Data in this exercise:
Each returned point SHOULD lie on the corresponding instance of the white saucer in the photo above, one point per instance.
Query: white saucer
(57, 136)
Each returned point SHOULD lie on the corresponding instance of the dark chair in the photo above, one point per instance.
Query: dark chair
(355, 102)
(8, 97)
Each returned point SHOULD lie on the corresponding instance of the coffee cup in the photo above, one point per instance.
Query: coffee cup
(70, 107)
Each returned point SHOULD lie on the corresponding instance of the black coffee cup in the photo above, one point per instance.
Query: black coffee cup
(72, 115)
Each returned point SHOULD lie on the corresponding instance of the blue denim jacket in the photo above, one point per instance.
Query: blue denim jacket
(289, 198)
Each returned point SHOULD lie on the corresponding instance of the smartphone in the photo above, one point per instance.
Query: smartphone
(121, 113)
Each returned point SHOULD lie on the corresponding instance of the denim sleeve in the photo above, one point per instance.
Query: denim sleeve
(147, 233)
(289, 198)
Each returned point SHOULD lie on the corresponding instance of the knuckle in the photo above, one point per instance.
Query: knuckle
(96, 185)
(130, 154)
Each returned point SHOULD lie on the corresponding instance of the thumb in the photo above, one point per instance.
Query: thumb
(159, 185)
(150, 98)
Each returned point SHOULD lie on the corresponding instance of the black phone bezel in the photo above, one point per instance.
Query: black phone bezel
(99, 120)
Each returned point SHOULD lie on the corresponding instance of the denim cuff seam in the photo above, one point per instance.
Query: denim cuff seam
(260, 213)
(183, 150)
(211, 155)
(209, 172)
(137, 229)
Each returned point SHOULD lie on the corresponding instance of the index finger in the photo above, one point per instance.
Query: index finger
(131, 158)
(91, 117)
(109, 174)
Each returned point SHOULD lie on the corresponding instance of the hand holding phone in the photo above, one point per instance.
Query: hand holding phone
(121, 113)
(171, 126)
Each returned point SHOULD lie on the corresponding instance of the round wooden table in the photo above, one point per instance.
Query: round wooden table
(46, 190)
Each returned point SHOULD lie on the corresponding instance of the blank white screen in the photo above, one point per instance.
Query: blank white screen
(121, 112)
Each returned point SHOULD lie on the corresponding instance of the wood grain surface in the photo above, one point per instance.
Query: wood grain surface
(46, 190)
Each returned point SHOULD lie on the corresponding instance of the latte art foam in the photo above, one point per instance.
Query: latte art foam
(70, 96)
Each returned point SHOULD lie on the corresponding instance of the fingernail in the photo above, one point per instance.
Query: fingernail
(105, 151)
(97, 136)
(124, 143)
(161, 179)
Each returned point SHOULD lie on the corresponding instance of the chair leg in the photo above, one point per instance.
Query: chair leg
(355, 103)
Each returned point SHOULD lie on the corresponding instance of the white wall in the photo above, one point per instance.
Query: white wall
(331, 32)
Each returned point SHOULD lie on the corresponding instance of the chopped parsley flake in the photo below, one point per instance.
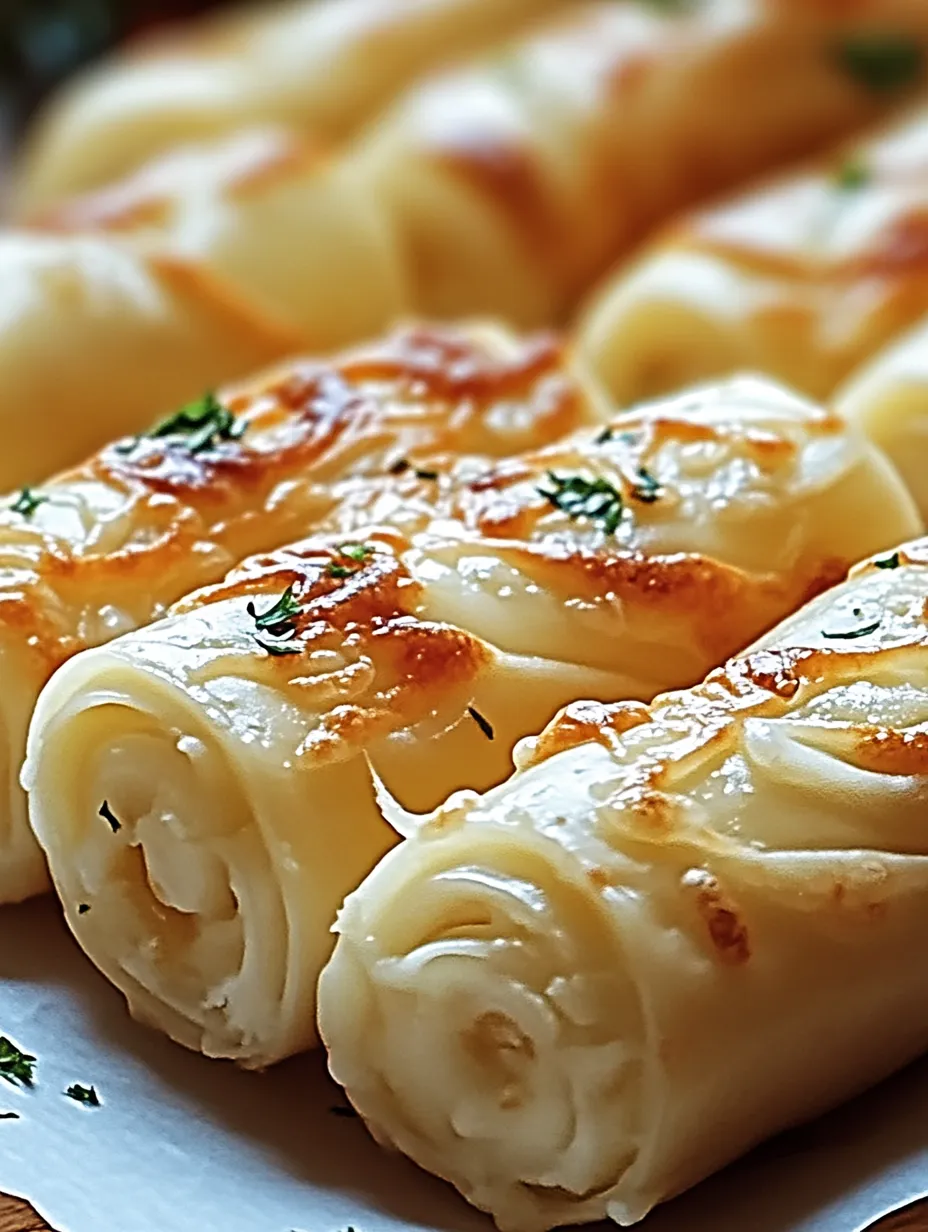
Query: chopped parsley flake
(279, 648)
(854, 632)
(15, 1065)
(852, 174)
(279, 622)
(594, 499)
(646, 489)
(279, 619)
(27, 502)
(354, 552)
(611, 434)
(883, 63)
(200, 425)
(402, 465)
(359, 552)
(483, 723)
(107, 814)
(85, 1095)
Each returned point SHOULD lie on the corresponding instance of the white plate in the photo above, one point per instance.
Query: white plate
(187, 1145)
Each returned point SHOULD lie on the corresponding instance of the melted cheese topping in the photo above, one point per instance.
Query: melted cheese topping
(504, 186)
(447, 611)
(112, 543)
(581, 993)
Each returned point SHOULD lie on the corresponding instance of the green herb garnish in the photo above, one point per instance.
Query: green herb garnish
(355, 552)
(883, 63)
(85, 1095)
(852, 174)
(483, 723)
(646, 489)
(15, 1065)
(611, 434)
(594, 499)
(202, 424)
(279, 648)
(279, 619)
(359, 552)
(27, 502)
(107, 813)
(402, 465)
(854, 632)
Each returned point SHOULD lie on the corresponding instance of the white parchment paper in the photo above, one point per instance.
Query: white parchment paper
(187, 1145)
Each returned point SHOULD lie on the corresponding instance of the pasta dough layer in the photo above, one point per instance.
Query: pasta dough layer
(111, 545)
(804, 277)
(581, 993)
(203, 787)
(887, 399)
(318, 67)
(504, 187)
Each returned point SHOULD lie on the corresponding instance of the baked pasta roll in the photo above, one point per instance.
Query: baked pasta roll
(322, 68)
(500, 189)
(525, 175)
(887, 398)
(194, 274)
(581, 993)
(110, 546)
(203, 787)
(804, 277)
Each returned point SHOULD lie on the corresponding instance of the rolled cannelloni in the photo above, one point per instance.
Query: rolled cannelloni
(531, 170)
(110, 546)
(581, 993)
(206, 787)
(322, 68)
(502, 187)
(802, 277)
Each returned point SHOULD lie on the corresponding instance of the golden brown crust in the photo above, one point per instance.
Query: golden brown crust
(185, 516)
(762, 684)
(727, 933)
(364, 610)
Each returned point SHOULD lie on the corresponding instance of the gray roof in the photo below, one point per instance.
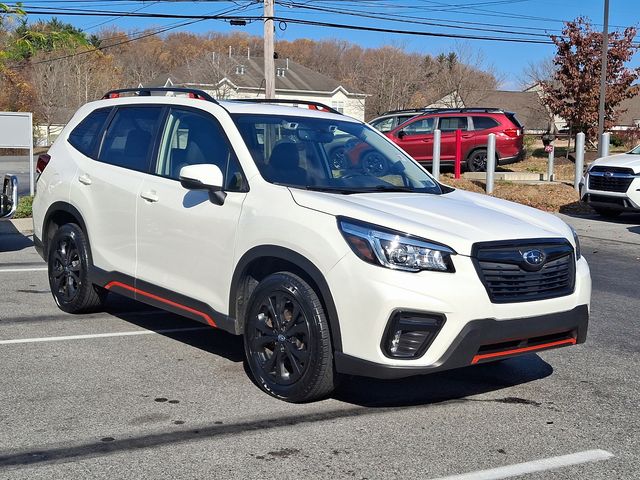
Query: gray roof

To do:
Without including the pictures, return each record above exactly as it stands.

Your response:
Each returned point SHOULD lie on the corresponding instance of the white saucer in the photo above, one point per instance.
Query: white saucer
(57, 136)
Each returned point SHOULD lie on the corresponding instance of the dark chair in the photo above, one point per instance.
Query: dark chair
(355, 102)
(8, 97)
Each returned point SHOULD lie on the corresponding instance of the coffee cup in the photo above, one point per instance.
Query: coffee cup
(70, 107)
Each returned point SHOULD lie on the corresponding instance of the black coffee cup in the photo above, one point per instance.
Query: black coffee cup
(72, 115)
Each returned point SHOULD lie on the corresponding instance of the blue denim jacket in the photo above, one point per instance.
Query: blue denim jacket
(289, 198)
Each returned point SHOULD lie on the corresponding instance of the smartphone in the photo above, one point per instance.
Query: smartphone
(121, 113)
Each returned point SHOULD lie on the corresponding instance of the denim sleeve in the photo above, one point per instance.
Query: denim sleeve
(147, 233)
(289, 198)
Each returned point SHOULD lie on the corresponding instance of the knuckle in the photo above, one point per instance.
Query: knuckle
(96, 185)
(130, 154)
Each returned point SHOULD lie on the corresponding instance of the thumb in the photo above, one point per instance.
Query: thumb
(159, 185)
(150, 98)
Each returned point SHOULD lie on the corresponding instance of the black phone bezel in the photo above, one point per instance.
Query: black phone bezel
(99, 120)
Each returned point SHOULD lie on the corresponding instance of the denim cuff seam in the photo above, one point per instance.
Query: denim cuff seam
(260, 213)
(183, 150)
(211, 155)
(209, 172)
(137, 229)
Each returned point SHOULD lie on the corresponding instance of the index finger in the photo above, one point per instance.
Query: index finger
(131, 158)
(91, 117)
(109, 174)
Each returned point SHOULD lie on the corresponding instance of the hand holding phone in the photo above, one point per instance.
Query: hand holding phone
(121, 113)
(171, 126)
Each returned point SHOULD lie on the corresponding instance of the round wooden table in the photo above, one point per instance.
Query: round wooden table
(46, 190)
Each returned point SHOULD lie on the corresponding instance of the blank white screen in the photo above, one point per instance.
Query: blank white screen
(121, 112)
Each returned point SHOULD lie on the corresponding instance of the wood grain surface in the photo above, one point per instance.
Query: wood grain surface
(46, 190)
Each returned point SHOULD lie on the corresponding instance of the latte art foam in the photo above, one point per instance.
Query: latte art foam
(70, 96)
Each returned point SHOULD lie on the corresponding instance of the fingernail in the photo above, one point per instance.
Query: fingernail
(105, 151)
(97, 136)
(124, 143)
(161, 179)
Each returned point SHOULD lie on the corresponding instance of the chair leg in the photo above, one point per instance.
Query: chair leg
(355, 103)
Each returned point SHOULD lie on the corresponding instance of the white wall in the photo above, one point per instance.
Query: white wall
(331, 32)
Each returned point SHOULD lie on the corresponding instance of the chopped parsley flake in the photo below, one point per instance.
Query: chopped parsley flake
(279, 648)
(854, 632)
(15, 1065)
(852, 174)
(279, 622)
(594, 499)
(646, 489)
(279, 619)
(27, 502)
(354, 552)
(611, 434)
(883, 63)
(200, 425)
(402, 465)
(359, 552)
(483, 723)
(107, 814)
(85, 1095)
Each returned point SHOULD lie on the corresponding instance of the white plate in the photo above, one point per instance.
Query: white plate
(187, 1145)
Each returned point SHOULD lie on the corresponding instance of the melted cheese topping in the photo above, one point per instance.
Query: melted cheese topping
(504, 186)
(447, 611)
(112, 543)
(581, 993)
Each returned point SHOULD lie on the corresponding instance of the green herb garnish in the photo above, one point per instance.
Query: green herb garnish
(355, 552)
(883, 63)
(85, 1095)
(852, 174)
(483, 723)
(646, 489)
(15, 1065)
(611, 434)
(594, 499)
(202, 424)
(279, 648)
(279, 619)
(359, 552)
(27, 502)
(107, 813)
(402, 465)
(854, 632)
Each returned point SHOULD lie on the corresponding instance of the white parchment paper in the photo above, one point per instance.
Query: white parchment paper
(187, 1145)
Each returned point SHOULD lie on the corresponding instance of the pasta dough layer in the photo above, one point per instance.
Query: pasta dough layer
(111, 545)
(804, 277)
(581, 993)
(203, 787)
(887, 399)
(318, 67)
(504, 187)
Each returned point SHOULD lie on the corresponding instance of the baked pasta roll in the photo above, one point per instance.
Query: baked pasta roll
(322, 68)
(500, 189)
(525, 175)
(887, 398)
(194, 274)
(581, 993)
(110, 546)
(203, 787)
(804, 277)
Each returned point SHOULD lie on the corresponding instance of the rolled cannelloni in the photo above, one point per instance.
Query: rolled cannelloni
(531, 170)
(110, 546)
(581, 993)
(206, 787)
(322, 68)
(502, 187)
(802, 277)
Each returned point SHOULD lie on the corresponding instance of the golden brown crust in the photo above, one point per instance.
Query: golden brown crust
(185, 516)
(762, 684)
(727, 933)
(364, 610)
Each returned point SHOULD lie on the corresponding instance of the gray roof in the photo below, one point per instance.
Query: gray roof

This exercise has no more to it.